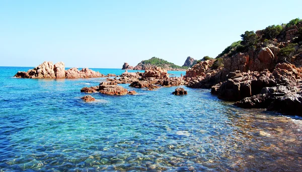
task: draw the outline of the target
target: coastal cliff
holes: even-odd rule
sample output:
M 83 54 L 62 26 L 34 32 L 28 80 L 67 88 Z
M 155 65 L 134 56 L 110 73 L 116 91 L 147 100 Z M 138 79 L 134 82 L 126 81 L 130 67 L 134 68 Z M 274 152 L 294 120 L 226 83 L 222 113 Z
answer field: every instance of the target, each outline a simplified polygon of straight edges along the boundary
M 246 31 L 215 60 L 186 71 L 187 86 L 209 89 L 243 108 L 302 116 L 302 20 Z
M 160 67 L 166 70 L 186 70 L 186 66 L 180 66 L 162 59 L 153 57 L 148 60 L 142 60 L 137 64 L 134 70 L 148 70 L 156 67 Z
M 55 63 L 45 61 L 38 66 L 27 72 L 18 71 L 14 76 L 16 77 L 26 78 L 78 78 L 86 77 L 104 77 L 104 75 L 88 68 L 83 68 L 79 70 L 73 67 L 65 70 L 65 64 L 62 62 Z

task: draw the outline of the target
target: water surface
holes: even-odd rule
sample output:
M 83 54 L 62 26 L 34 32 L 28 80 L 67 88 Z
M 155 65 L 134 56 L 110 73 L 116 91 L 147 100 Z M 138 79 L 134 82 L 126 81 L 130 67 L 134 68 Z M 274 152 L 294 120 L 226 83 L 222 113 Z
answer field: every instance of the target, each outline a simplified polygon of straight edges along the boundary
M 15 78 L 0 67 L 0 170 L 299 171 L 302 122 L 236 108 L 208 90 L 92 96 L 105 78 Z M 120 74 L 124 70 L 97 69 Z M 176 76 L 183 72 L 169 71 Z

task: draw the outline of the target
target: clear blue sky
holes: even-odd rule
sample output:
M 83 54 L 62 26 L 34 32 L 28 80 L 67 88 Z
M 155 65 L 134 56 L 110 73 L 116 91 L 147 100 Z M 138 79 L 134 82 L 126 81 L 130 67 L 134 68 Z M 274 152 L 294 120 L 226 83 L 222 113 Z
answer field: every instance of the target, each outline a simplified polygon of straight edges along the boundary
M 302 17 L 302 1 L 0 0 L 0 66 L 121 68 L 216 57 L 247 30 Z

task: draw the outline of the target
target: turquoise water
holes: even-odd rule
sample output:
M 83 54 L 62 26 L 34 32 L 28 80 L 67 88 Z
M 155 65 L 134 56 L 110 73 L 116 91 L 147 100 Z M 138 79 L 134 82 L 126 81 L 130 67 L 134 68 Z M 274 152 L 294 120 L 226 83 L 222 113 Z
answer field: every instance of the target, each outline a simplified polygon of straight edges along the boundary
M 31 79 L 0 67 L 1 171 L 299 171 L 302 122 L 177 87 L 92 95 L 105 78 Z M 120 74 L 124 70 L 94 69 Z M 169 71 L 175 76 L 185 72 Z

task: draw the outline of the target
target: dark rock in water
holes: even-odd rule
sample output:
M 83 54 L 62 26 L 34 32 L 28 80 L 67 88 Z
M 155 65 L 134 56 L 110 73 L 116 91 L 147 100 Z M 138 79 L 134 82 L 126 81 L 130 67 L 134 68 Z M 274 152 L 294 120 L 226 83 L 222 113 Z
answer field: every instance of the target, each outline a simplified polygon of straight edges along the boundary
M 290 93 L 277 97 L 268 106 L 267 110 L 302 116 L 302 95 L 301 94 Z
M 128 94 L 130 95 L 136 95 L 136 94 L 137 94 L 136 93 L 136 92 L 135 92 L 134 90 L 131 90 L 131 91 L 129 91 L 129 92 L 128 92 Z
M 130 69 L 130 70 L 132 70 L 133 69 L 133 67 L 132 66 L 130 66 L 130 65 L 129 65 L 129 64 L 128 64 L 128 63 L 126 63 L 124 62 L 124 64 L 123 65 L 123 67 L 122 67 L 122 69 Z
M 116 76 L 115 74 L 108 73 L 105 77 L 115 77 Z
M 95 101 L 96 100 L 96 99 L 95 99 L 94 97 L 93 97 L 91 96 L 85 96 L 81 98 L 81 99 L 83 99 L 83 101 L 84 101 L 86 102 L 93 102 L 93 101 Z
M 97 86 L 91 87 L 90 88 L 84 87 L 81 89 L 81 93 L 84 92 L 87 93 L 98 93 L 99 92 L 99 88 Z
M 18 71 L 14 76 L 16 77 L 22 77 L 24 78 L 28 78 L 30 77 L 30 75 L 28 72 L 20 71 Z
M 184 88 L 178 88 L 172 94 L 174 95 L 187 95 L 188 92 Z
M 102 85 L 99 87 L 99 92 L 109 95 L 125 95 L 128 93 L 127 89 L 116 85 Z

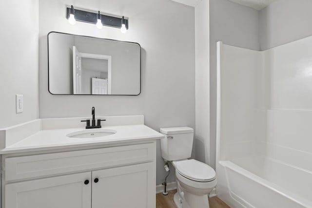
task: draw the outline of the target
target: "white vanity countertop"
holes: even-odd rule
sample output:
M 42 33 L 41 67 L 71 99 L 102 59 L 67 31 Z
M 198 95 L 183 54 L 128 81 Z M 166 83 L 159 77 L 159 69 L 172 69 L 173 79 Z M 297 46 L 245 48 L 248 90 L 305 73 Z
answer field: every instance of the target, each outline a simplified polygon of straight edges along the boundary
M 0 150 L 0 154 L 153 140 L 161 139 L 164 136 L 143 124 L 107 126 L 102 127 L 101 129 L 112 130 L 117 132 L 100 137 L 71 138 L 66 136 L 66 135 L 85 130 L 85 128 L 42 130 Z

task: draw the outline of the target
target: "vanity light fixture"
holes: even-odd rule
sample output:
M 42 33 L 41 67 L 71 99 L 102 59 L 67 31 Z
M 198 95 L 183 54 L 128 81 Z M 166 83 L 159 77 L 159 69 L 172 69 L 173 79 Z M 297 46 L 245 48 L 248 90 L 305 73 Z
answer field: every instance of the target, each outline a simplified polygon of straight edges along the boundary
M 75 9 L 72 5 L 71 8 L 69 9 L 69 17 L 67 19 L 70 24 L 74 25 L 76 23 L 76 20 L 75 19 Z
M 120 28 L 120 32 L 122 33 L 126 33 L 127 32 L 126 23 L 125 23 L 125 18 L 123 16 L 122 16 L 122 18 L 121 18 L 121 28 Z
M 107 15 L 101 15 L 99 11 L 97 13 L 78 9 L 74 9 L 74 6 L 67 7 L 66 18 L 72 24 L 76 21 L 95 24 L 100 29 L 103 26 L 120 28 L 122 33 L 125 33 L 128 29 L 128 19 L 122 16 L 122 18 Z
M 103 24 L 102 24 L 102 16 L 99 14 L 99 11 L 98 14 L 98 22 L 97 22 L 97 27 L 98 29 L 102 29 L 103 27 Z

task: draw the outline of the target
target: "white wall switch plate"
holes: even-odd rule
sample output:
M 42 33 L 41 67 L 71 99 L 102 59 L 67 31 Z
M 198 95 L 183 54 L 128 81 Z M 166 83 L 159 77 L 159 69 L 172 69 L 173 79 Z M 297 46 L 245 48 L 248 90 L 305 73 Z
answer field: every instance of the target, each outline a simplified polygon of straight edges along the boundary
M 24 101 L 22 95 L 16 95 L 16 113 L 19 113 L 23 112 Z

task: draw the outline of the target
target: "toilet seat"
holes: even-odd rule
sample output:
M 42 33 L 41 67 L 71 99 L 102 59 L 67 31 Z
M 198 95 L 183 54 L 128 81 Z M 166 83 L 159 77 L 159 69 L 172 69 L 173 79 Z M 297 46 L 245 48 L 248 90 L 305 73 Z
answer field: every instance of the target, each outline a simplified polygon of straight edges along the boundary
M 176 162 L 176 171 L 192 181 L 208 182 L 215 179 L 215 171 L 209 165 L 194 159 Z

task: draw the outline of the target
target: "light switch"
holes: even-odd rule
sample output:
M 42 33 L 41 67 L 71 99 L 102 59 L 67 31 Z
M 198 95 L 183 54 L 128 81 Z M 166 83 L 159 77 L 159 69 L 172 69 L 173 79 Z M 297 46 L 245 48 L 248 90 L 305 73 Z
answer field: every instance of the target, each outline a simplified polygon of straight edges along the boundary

■ ■ ■ ■

> [EXERCISE GOAL]:
Please identify each line in the records that contains the word "water" and copy those lines out in full. Case counts.

> [RIGHT ANSWER]:
target: water surface
target: turquoise water
target: dark rock in water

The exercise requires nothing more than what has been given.